**Instructions to follow:** Which lines run from the one containing "the rusty iron" through the end of the data? Write them out exactly, with the pictures left out.

*** Opening of Task material ***

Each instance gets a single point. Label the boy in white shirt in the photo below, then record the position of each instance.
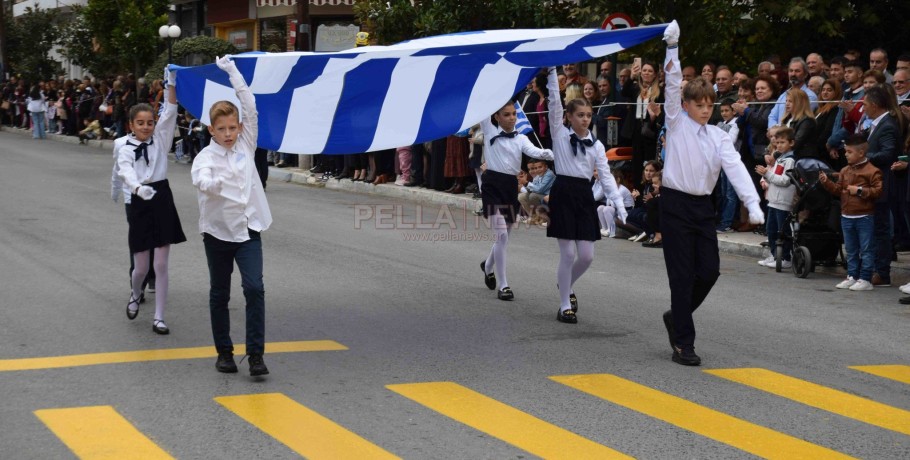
(232, 213)
(696, 153)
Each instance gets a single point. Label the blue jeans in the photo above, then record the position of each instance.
(729, 202)
(775, 225)
(859, 245)
(221, 256)
(38, 126)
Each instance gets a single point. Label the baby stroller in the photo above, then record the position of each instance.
(814, 222)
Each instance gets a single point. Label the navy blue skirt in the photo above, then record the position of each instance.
(573, 213)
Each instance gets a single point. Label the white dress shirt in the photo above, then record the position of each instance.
(581, 165)
(241, 203)
(136, 172)
(695, 152)
(504, 156)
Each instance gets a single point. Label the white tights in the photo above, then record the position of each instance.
(498, 258)
(575, 256)
(141, 263)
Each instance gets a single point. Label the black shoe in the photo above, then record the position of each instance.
(132, 314)
(686, 357)
(257, 365)
(567, 316)
(159, 327)
(671, 332)
(489, 280)
(226, 363)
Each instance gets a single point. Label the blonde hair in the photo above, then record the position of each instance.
(223, 109)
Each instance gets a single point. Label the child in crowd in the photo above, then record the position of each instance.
(780, 194)
(859, 184)
(153, 220)
(729, 202)
(695, 155)
(503, 147)
(531, 197)
(606, 212)
(573, 216)
(233, 211)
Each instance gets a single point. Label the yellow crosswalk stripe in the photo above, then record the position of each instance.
(752, 438)
(824, 398)
(300, 428)
(167, 354)
(504, 422)
(897, 372)
(99, 432)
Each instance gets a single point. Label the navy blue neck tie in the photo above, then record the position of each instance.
(503, 134)
(142, 151)
(584, 143)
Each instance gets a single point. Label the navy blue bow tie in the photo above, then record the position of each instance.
(503, 134)
(142, 151)
(584, 143)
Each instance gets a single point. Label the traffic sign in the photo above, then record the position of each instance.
(617, 21)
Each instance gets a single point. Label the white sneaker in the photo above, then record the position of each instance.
(861, 285)
(845, 284)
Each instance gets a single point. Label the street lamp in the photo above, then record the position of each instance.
(169, 33)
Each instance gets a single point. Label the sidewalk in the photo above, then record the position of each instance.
(742, 244)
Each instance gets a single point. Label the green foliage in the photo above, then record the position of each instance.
(29, 40)
(207, 47)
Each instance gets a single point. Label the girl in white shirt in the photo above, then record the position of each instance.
(154, 223)
(573, 215)
(232, 213)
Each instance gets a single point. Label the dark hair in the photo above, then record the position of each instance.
(576, 104)
(856, 139)
(138, 108)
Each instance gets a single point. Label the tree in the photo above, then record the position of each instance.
(30, 38)
(208, 48)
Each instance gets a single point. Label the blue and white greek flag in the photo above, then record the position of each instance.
(522, 124)
(380, 97)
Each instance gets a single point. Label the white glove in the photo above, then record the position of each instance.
(170, 77)
(756, 217)
(226, 64)
(671, 34)
(145, 192)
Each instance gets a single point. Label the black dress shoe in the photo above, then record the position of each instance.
(226, 363)
(671, 332)
(567, 316)
(257, 365)
(488, 279)
(686, 357)
(159, 327)
(131, 314)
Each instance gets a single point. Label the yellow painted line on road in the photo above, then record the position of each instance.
(824, 398)
(166, 354)
(300, 428)
(502, 421)
(735, 432)
(898, 372)
(99, 432)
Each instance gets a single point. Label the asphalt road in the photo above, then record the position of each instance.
(346, 268)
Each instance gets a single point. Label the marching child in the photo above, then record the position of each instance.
(573, 215)
(780, 196)
(153, 221)
(859, 185)
(502, 150)
(696, 152)
(233, 212)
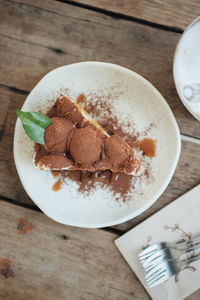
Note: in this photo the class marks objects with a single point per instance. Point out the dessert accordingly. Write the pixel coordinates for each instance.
(76, 142)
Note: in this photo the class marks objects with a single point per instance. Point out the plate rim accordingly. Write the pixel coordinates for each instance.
(150, 202)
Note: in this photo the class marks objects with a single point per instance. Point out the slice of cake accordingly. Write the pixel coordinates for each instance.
(76, 142)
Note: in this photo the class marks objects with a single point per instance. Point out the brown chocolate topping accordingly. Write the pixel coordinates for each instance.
(73, 142)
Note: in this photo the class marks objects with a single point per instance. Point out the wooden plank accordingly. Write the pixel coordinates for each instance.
(175, 14)
(37, 38)
(185, 178)
(186, 175)
(54, 261)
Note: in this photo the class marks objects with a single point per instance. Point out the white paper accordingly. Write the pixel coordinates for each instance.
(184, 213)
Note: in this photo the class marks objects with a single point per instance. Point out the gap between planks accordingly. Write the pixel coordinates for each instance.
(117, 15)
(37, 209)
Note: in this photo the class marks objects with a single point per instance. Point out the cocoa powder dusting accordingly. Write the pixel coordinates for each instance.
(148, 146)
(119, 183)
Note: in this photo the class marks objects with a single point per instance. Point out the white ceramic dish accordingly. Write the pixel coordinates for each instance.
(186, 68)
(139, 101)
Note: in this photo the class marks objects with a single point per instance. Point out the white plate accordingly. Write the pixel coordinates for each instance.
(137, 100)
(186, 68)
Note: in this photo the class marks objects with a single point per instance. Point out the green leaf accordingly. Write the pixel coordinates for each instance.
(35, 125)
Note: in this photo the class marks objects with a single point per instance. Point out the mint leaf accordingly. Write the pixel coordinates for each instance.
(35, 125)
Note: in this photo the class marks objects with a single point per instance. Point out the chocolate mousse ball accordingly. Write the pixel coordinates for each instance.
(116, 149)
(56, 135)
(85, 146)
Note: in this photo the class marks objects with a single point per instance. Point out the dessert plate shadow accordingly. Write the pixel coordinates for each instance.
(134, 99)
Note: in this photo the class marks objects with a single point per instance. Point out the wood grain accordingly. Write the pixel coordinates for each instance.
(37, 38)
(186, 175)
(175, 14)
(54, 261)
(185, 178)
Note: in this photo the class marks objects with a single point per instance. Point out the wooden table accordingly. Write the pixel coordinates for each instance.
(54, 261)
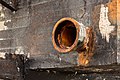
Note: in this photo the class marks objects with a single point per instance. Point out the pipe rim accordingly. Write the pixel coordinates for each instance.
(77, 26)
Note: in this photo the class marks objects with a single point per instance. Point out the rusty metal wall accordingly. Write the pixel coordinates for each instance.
(28, 31)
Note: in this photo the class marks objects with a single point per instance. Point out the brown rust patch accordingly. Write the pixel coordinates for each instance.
(86, 54)
(112, 11)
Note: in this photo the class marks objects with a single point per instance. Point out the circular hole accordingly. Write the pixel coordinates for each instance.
(65, 34)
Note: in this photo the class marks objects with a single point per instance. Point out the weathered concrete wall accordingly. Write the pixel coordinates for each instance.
(28, 31)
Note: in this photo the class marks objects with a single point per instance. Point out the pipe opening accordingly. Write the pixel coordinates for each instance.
(65, 34)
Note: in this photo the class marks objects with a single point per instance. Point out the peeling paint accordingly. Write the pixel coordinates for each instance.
(19, 50)
(104, 24)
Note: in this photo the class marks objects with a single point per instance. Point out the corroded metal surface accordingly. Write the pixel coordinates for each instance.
(28, 31)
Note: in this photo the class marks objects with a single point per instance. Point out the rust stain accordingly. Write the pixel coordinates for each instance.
(85, 55)
(112, 11)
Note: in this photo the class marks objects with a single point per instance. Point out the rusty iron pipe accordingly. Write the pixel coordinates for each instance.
(68, 34)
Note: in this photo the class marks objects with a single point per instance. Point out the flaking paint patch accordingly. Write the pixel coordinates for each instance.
(104, 24)
(2, 15)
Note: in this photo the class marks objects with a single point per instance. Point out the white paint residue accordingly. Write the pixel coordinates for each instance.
(2, 15)
(104, 24)
(19, 51)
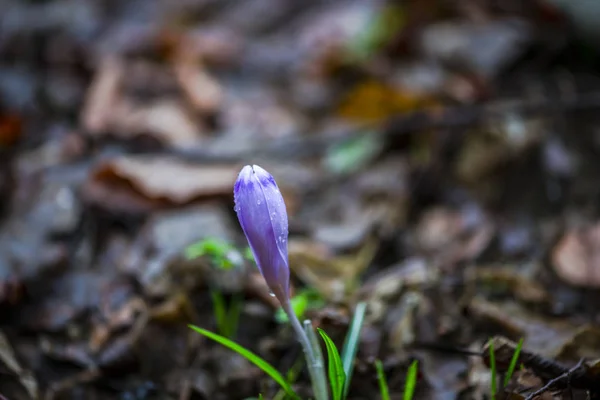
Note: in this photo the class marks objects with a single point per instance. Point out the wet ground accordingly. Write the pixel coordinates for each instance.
(438, 161)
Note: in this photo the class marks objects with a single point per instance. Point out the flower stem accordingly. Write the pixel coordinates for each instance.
(314, 359)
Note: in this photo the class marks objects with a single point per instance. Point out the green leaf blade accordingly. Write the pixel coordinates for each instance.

*** Close of Task material ***

**Solution:**
Note: in this photo the class marks objects with a single point per instance. Point out the rusty iron pipe accordingly. Write the pixel coordinates for each instance.
(68, 34)
Note: in this photo the class marks objects with a single point per instance. Point out the flaking paint patch accordingly. Write the pixel coordinates for each instance.
(104, 24)
(2, 15)
Note: in this photo the class marks objects with a single point per instance. Point out the white paint residue accordingly. Write the pixel coordinates for each instance.
(2, 15)
(104, 24)
(19, 51)
Note: in this photo the class marks objects with a single point per instance. Point out the wet ground accordingly. Write the pixel coordinates for each instance.
(438, 161)
Note: in this photo the class marks objects with a single point per instance. Point out the flower stem accordingly. Write the pixel coordinates for each instance.
(314, 359)
Note: in this photo the class marks objects with a single point per instance. Point out the green leaf blade accordingly. Write the pixel coordinates for each instance.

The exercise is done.